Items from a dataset
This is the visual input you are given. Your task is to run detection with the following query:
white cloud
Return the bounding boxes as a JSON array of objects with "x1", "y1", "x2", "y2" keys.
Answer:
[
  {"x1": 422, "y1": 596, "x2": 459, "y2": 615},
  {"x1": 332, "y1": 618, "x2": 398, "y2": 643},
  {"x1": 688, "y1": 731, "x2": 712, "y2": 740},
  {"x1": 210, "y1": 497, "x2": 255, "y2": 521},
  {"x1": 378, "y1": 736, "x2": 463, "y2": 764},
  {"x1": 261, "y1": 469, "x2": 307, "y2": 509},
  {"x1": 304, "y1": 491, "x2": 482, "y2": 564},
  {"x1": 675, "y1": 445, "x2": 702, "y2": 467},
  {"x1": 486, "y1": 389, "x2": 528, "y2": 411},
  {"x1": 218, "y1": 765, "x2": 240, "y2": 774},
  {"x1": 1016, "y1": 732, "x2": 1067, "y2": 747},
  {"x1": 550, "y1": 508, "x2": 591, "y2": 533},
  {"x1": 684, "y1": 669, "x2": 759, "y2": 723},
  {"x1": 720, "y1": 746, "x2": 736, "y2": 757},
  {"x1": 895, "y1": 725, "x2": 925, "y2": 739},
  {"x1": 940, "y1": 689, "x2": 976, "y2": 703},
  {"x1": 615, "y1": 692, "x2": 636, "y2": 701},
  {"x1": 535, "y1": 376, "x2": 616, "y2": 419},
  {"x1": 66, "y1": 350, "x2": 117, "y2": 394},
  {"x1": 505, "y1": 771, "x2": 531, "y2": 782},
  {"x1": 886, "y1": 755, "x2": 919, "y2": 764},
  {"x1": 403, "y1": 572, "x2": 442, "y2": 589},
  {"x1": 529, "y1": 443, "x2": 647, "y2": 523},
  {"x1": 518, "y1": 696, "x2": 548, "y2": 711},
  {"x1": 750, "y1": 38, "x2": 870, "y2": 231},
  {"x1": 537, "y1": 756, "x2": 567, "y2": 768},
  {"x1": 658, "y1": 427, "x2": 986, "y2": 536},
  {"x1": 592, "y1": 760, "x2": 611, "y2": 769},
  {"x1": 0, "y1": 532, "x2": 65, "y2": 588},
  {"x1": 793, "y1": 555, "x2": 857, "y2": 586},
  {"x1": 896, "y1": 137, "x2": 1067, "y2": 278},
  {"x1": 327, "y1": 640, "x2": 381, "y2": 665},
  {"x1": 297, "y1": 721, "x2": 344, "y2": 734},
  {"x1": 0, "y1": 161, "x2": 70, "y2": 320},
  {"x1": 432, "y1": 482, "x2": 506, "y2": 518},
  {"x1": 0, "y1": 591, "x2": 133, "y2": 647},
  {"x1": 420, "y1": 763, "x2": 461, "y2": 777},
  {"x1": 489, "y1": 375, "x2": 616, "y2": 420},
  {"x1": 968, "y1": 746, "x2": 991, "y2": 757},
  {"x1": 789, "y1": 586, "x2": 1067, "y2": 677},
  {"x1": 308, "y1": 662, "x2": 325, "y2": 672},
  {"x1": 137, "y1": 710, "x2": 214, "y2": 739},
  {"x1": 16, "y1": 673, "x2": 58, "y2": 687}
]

◆ WORK REQUEST
For each line of the entries that contains the word "with", make a copy.

◆ SOLUTION FOR THIS TASK
This is the visual input you are given. Your task is to run detection with the following query:
Return the bounding boxes as a JSON array of objects with "x1", "y1", "x2", "y2" keys.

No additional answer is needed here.